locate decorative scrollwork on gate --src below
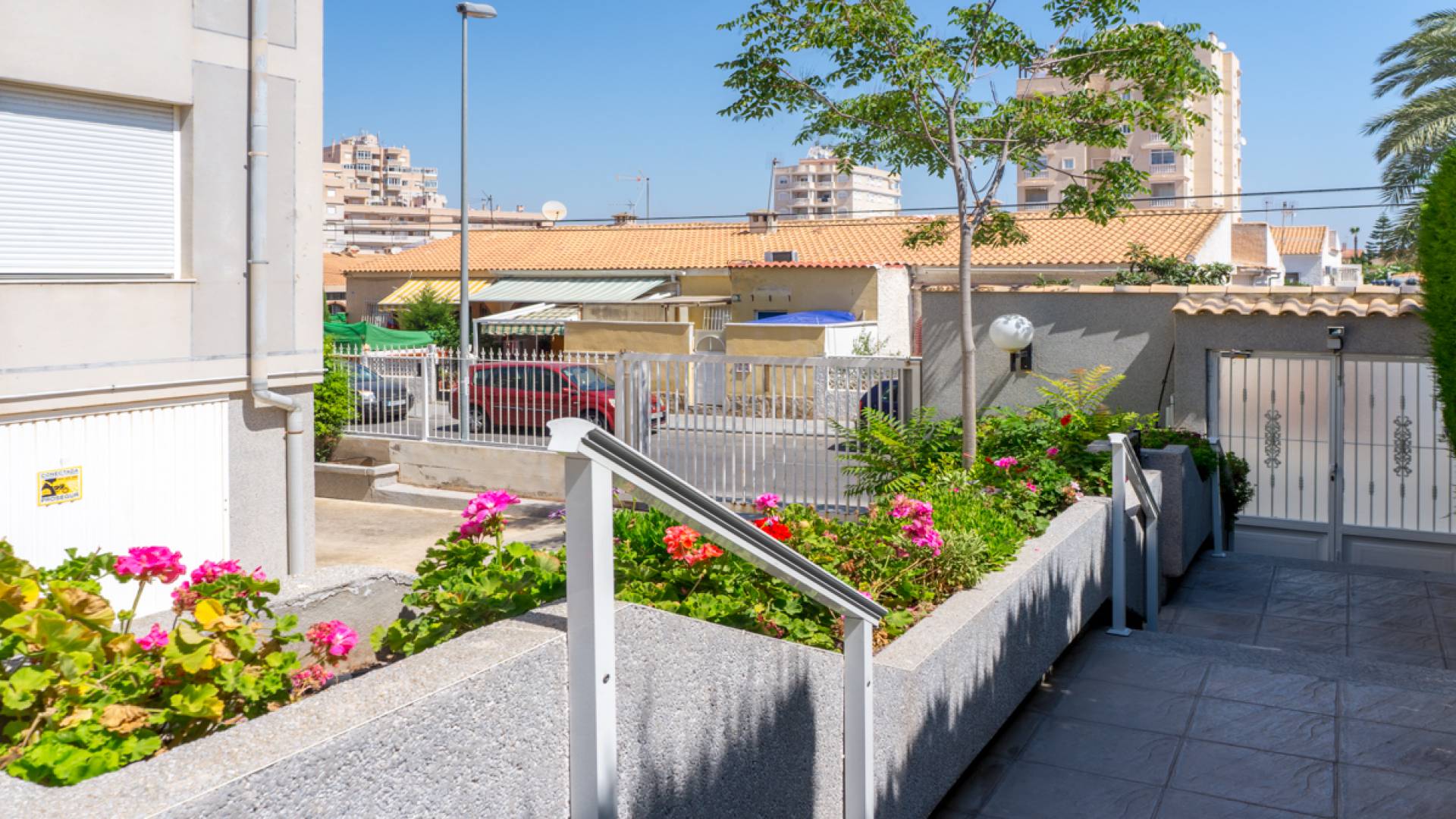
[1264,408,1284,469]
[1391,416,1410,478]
---
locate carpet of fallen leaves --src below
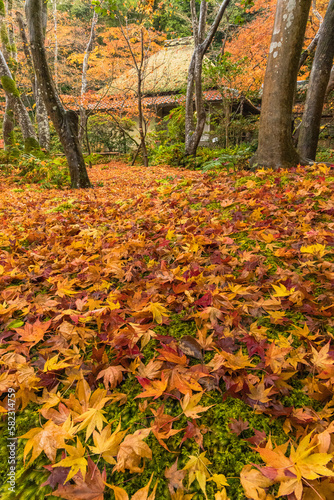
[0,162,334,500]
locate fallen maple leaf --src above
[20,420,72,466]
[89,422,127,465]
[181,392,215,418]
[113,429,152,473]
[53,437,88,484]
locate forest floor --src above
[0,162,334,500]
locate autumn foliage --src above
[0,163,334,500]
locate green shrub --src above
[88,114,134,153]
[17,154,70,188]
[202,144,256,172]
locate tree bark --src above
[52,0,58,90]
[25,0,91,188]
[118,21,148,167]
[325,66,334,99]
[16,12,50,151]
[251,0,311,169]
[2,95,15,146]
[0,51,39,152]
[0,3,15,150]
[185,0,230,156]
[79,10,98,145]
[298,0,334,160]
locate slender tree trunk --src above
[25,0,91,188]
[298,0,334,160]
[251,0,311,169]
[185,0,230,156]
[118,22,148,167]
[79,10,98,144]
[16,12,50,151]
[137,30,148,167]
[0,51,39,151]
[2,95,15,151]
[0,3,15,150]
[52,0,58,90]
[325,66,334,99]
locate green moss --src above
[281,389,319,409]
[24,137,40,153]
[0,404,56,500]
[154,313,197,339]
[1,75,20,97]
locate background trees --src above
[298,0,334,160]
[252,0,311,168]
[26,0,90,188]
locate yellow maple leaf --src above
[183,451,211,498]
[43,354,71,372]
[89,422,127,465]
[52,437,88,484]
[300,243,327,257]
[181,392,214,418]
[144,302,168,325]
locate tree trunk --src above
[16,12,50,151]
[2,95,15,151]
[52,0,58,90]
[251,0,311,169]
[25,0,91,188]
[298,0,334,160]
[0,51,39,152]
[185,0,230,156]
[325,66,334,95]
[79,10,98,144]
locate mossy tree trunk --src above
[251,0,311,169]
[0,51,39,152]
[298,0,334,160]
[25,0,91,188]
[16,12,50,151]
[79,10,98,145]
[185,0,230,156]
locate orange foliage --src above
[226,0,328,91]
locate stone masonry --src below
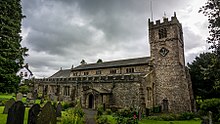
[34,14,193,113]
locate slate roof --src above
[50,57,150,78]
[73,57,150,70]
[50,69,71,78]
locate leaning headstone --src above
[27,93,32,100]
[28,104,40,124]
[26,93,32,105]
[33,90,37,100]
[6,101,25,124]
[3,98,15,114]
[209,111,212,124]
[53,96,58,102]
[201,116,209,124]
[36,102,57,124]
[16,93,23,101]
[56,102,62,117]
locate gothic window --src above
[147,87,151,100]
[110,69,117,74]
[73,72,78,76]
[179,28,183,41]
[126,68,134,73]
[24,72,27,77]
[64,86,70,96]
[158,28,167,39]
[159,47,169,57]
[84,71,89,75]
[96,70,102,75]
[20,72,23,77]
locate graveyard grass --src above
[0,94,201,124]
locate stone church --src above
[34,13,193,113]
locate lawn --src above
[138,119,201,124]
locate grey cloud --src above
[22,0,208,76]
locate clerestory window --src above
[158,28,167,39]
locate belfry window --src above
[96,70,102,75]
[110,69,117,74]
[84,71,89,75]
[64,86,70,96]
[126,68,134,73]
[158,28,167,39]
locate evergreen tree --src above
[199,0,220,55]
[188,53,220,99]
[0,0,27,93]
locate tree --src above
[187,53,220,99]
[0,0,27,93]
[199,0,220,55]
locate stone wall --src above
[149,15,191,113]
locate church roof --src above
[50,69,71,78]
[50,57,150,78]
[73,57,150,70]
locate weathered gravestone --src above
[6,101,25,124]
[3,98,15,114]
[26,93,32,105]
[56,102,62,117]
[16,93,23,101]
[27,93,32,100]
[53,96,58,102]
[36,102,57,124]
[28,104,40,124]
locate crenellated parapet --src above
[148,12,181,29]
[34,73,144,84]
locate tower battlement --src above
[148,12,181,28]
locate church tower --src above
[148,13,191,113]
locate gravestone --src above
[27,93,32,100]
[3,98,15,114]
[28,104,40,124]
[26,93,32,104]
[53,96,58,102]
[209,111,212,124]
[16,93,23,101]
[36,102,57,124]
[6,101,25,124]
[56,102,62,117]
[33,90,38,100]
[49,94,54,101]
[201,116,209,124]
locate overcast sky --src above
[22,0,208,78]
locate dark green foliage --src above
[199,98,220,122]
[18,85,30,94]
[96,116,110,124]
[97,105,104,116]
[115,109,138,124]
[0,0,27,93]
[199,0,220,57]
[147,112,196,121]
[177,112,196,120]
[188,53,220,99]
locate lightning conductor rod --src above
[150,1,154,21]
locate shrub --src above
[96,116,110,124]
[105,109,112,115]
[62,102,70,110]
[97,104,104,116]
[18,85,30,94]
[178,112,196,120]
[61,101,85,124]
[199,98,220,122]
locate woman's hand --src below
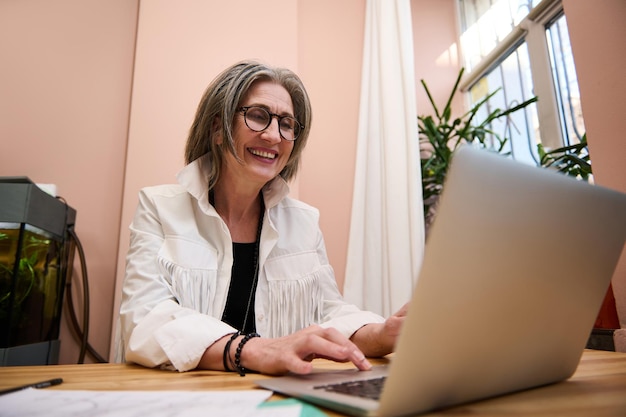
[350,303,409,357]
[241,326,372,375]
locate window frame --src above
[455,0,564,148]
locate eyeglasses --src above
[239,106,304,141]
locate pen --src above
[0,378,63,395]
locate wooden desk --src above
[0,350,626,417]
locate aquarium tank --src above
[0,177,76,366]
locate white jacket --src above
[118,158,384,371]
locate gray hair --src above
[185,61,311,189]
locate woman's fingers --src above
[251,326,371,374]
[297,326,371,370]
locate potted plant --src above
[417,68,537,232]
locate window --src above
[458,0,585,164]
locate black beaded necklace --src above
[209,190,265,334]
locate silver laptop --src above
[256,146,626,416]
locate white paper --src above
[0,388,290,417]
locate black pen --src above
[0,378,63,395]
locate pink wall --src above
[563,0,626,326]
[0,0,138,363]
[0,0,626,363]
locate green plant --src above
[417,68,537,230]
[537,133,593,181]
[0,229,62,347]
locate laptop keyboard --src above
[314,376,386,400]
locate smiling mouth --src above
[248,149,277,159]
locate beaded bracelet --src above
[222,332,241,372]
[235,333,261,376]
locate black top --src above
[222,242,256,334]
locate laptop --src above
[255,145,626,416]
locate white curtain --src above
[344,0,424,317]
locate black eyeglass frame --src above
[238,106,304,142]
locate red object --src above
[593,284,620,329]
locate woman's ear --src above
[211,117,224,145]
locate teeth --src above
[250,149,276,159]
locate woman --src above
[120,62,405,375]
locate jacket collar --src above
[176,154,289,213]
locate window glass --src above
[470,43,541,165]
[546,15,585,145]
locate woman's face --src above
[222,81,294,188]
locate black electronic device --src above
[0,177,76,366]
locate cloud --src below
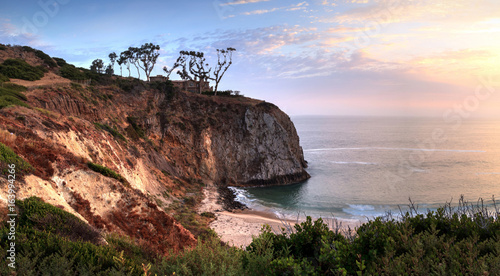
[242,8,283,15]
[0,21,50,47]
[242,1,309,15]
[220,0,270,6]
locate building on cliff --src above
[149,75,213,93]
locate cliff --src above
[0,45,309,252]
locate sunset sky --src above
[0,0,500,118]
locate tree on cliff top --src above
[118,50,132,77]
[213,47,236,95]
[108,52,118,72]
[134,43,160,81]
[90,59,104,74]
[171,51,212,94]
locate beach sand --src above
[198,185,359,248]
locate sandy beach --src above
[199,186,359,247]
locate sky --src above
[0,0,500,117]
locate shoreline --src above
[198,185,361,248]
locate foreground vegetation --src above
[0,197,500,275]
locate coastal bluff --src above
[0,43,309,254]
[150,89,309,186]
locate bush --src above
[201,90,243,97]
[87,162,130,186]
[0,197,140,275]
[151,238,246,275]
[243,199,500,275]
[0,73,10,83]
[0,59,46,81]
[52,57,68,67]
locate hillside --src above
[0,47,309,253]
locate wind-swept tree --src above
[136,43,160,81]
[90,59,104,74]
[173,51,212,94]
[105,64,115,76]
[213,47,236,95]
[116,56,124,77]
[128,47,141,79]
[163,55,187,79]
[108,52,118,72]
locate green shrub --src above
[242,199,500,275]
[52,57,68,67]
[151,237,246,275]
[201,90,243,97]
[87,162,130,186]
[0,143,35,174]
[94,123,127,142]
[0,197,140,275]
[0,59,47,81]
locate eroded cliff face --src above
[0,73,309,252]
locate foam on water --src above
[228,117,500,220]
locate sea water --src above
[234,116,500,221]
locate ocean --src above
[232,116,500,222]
---
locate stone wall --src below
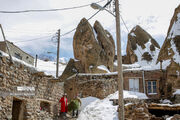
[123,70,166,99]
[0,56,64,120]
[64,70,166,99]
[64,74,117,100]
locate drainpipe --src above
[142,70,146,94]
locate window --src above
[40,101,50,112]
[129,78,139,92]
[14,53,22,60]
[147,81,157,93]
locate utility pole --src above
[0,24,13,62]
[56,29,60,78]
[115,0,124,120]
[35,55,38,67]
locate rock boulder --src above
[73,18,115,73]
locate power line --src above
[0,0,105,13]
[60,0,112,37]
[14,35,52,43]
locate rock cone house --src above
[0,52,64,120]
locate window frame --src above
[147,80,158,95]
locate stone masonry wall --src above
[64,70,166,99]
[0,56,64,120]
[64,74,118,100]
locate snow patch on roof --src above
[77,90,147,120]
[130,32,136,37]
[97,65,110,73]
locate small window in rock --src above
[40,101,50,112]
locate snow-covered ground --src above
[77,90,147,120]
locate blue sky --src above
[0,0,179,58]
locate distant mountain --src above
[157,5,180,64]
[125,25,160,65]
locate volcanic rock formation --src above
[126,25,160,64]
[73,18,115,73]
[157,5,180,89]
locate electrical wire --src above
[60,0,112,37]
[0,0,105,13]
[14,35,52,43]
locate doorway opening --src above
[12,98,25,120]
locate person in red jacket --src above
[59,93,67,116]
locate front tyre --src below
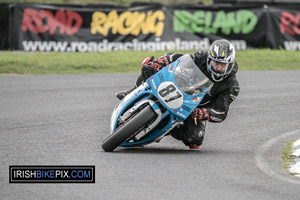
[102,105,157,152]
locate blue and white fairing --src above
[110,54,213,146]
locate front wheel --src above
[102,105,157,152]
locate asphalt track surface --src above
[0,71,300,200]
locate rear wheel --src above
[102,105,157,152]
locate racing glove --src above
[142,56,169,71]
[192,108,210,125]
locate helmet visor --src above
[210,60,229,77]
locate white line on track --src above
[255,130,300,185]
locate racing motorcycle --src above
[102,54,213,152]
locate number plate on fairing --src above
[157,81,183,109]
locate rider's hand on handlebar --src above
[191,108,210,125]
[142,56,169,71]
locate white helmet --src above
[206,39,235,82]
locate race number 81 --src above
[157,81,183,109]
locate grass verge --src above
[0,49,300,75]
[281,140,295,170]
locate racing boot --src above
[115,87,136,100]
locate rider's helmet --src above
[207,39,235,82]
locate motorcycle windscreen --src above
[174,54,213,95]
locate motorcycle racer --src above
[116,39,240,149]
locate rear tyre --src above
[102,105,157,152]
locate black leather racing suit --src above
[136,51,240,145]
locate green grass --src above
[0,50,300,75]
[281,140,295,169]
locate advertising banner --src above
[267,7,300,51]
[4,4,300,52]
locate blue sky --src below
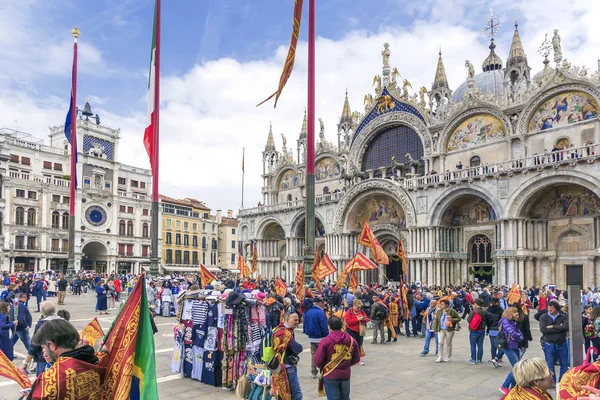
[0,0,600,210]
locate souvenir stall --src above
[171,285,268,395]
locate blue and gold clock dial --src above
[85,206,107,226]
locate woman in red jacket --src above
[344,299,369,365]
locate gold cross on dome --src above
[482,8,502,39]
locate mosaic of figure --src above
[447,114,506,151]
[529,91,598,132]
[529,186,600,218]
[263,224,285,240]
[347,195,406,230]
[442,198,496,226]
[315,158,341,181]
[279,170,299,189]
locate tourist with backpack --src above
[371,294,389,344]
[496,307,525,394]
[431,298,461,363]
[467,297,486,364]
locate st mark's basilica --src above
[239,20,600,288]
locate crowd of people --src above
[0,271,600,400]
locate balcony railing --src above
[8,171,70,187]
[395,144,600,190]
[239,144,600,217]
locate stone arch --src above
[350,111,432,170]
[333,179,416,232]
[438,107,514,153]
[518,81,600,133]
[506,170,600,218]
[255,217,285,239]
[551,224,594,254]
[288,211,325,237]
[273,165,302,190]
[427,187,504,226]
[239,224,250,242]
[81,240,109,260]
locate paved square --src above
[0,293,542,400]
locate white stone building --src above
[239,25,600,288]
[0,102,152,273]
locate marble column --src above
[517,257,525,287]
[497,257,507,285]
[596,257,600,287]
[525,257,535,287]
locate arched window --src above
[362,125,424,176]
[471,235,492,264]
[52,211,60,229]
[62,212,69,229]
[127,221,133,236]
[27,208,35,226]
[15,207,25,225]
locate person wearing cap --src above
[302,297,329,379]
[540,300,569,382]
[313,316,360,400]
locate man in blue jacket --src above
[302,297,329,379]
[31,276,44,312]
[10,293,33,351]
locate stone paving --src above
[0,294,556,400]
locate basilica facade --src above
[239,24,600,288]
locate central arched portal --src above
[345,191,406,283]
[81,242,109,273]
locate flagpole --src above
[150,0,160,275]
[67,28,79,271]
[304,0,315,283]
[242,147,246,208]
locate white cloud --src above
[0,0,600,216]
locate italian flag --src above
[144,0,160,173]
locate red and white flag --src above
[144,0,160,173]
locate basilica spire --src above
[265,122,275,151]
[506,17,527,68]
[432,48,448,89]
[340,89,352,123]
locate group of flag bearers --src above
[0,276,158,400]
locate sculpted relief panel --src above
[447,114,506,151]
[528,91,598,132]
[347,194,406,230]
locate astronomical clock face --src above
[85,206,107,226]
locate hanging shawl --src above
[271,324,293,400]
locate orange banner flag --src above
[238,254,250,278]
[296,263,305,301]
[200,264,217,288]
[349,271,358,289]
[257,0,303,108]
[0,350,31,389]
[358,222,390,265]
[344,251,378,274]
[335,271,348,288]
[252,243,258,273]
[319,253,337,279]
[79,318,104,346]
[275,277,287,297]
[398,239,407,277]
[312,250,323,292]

» **TASK OBJECTIVE**
Reproduce the entries starting with the line with "locate decorative scrollwork" and going on through the line with "[1391,416,1410,478]", both included, and leave the pictures out.

» **SOLUTION TO THE EXERCISE**
locate decorative scrollwork on gate --src below
[1264,408,1284,469]
[1391,416,1410,478]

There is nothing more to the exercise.